QUOTED PASSAGE.
--- --- ---

- Genre: Dating game show
- Presented by: Cilla Black Paul O'Grady
- Announcer: Graham Skidmore Tommy Sandhu Melanie Sykes
- Theme music composer: Laurie Holloway
- Ending theme: Paul Masterson (1996–1999)
- Composers: Jonathan Sorrell (1989–1993) Guy Forrester and Maire Morgan (1993–1999) David Arch and Mark Campbell (1999–2002) Big Head Music (2002–2003) Philip Pope (2017–2019)
- Country of origin: United Kingdom
- Original language: English
- No. of series: 18 (ITV) 4 (Channel 5)
- No. of episodes: 373 (ITV; inc. 12 specials) 33 (Channel 5) (list of episodes)

Production
- Production locations: The London Studios (1985–2003, 2017–2018) Television Centre (2018) The Maidstone Studios (2019)
- Running time: 45 minutes (1985–1988) 50 minutes (1989–1990) 60 minutes (1990–2003, 2017–2019)
- Production companies: LWT (1985–2003) So Television, Olga TV and Stellify Media (2017–2019)

Original release
- Network: ITV
- Release: 30 November 1985 – 31 May 2003
- Network: Channel 5
- Release: 17 June 2017 – 16 June 2019
- Network: Disney+

Related
- Blind Date: Kiss & Tell Love on a Saturday Night Take Me Out The Love Machine

= Blind Date (British game show) =

UK game show

Blind Date is a British dating game show first produced by London Weekend Television (LWT). An unscreened pilot was made with comic Duncan Norvelle as presenter but it was eventually hosted by Cilla Black, who already hosted the LWT series Surprise Surprise. Blind Date originally ran on Saturday nights from 30 November 1985 to 31 May 2003 on ITV.

The show returned in 2017 on Channel 5. The new series began airing on 17 June 2017 in its usual Saturday night slot and is produced by So Television, Olga TV and Stellify Media, a firm part-owned by Sony Pictures Television. Paul O'Grady presented the revived series. Melanie Sykes became the new voice of the show, taking over the role most famously held by Graham Skidmore in the original series. On 30 June 2025, it was announced that the series was to be rebooted again and this time would be aired on Disney+. In August 2026, it was confirmed that Maura Higgins would present the reboot which is expected to launch in 2027.

--- --- ---

PROVIDED INFORMATION.
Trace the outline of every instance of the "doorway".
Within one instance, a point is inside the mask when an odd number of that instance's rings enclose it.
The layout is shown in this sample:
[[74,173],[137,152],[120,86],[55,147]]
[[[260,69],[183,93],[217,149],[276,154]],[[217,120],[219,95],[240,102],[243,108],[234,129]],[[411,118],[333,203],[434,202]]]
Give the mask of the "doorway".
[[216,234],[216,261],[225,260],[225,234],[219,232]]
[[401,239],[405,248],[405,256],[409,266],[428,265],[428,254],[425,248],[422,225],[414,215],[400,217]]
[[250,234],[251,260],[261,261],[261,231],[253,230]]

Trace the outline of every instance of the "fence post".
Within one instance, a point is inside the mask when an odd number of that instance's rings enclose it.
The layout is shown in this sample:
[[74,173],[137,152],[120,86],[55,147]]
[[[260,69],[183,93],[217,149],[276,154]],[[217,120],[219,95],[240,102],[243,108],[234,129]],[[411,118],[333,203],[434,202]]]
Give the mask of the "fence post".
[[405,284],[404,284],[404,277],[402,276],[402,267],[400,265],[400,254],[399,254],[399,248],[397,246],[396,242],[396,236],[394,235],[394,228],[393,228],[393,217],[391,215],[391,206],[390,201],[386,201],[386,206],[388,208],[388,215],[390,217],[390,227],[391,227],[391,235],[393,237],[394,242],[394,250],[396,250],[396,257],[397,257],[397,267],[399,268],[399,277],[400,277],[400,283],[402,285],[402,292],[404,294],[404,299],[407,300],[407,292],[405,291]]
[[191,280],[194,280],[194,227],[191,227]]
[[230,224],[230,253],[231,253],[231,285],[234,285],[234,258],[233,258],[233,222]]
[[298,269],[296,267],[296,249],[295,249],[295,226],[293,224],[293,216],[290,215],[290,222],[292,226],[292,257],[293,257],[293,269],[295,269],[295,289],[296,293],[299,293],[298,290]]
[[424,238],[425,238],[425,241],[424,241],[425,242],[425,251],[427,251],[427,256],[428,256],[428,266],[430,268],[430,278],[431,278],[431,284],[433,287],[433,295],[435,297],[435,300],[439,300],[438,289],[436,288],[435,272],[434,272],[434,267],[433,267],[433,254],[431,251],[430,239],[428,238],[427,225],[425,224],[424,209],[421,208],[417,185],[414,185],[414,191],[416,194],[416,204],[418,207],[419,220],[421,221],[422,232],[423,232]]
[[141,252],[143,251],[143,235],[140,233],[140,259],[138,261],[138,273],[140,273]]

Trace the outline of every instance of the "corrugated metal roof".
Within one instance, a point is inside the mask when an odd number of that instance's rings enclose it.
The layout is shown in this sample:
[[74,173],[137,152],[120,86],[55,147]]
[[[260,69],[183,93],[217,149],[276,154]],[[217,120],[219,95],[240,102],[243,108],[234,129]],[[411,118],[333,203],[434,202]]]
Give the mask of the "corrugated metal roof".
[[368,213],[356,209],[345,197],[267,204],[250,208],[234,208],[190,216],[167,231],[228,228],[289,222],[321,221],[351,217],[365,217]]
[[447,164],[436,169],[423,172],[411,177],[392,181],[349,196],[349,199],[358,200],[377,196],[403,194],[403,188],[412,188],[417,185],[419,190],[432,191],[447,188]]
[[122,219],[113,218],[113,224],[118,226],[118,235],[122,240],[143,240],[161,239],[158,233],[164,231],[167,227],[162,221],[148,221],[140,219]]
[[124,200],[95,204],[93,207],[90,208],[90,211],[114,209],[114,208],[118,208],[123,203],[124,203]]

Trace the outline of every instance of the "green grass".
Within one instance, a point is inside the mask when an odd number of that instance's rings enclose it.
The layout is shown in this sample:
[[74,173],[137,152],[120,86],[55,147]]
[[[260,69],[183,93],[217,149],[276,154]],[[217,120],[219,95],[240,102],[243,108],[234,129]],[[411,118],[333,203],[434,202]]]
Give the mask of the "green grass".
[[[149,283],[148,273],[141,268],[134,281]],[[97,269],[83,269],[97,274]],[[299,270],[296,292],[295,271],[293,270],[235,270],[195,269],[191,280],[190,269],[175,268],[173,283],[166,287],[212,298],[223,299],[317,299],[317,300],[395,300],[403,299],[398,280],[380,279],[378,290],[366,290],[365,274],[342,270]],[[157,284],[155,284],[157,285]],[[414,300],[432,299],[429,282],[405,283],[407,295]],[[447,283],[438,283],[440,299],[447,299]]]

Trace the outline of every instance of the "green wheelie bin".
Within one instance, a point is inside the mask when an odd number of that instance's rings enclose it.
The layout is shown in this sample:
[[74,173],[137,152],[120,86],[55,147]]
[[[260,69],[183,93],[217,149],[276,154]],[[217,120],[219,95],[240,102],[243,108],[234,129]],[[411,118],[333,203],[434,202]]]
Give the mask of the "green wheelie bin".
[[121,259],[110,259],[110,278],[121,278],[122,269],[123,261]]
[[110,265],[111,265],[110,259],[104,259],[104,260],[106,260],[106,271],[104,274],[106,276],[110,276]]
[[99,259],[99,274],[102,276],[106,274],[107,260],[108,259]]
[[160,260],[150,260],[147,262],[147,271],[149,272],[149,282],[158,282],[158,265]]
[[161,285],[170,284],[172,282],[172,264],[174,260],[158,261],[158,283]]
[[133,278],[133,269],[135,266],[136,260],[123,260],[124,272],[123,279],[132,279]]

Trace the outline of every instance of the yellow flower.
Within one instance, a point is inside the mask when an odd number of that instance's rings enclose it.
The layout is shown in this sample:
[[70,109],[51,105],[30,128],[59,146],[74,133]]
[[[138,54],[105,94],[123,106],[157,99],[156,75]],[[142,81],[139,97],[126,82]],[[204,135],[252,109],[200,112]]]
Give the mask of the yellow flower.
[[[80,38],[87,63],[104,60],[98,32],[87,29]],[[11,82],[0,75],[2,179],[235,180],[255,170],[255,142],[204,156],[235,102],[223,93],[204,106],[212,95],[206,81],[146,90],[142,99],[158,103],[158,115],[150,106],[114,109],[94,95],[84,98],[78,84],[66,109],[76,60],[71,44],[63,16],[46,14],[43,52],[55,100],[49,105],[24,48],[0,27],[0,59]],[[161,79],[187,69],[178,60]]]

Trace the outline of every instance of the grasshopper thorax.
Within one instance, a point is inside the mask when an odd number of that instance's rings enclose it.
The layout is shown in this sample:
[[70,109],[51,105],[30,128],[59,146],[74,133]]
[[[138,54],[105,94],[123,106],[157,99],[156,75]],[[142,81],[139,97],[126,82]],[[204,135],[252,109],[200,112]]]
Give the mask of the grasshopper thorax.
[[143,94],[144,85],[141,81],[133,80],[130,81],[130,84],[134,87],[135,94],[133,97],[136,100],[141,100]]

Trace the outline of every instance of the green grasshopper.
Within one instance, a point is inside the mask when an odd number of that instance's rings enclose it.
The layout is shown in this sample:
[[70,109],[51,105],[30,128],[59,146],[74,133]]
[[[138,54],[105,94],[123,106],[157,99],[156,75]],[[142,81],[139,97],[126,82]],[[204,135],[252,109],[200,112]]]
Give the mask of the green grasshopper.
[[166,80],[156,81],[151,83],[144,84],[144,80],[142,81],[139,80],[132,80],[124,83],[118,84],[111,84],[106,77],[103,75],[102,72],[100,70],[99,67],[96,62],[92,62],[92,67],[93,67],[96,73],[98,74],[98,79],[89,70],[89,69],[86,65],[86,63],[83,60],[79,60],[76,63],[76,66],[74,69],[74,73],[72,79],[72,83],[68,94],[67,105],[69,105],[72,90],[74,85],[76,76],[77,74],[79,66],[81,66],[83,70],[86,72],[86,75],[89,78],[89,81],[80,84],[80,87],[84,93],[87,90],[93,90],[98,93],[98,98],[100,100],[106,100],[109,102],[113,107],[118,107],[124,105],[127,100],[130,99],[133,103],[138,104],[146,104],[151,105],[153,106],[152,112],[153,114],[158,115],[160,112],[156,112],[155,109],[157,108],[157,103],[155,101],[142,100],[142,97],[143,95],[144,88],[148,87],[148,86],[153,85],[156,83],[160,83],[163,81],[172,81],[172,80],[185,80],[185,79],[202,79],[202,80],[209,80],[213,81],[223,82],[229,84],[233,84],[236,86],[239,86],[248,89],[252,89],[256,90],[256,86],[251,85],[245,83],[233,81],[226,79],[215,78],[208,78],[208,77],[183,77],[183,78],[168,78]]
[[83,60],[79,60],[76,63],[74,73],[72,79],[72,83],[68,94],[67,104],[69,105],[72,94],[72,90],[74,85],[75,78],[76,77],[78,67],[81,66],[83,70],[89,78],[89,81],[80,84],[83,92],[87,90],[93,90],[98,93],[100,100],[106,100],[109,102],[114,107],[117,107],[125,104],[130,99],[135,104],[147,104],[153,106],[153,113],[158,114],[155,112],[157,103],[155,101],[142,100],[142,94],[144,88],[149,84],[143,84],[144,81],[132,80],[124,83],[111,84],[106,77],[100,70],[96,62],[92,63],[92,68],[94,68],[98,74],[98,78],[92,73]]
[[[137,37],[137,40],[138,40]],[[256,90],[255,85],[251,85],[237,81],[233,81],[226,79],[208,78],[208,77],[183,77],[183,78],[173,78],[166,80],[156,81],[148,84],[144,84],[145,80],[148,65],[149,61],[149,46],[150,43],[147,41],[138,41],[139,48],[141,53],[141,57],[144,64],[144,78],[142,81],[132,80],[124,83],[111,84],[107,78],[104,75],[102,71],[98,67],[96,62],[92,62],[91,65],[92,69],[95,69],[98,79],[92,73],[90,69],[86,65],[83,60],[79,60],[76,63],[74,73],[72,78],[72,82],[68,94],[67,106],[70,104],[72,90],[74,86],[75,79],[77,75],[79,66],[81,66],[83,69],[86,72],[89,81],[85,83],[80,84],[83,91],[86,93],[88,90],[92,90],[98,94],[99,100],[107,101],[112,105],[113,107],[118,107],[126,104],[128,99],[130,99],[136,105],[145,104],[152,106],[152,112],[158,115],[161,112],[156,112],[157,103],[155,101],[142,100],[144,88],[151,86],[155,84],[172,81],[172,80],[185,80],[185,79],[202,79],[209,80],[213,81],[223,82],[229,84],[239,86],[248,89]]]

--- --- ---

SHORT EXERCISE.
Reproduce the portion of the Blind Date text starting with "UK game show" and going on through "2003 on ITV.", keeping every word and mark unchanged.

RIGHT ANSWER.
UK game show

Blind Date is a British dating game show first produced by London Weekend Television (LWT). An unscreened pilot was made with comic Duncan Norvelle as presenter but it was eventually hosted by Cilla Black, who already hosted the LWT series Surprise Surprise. Blind Date originally ran on Saturday nights from 30 November 1985 to 31 May 2003 on ITV.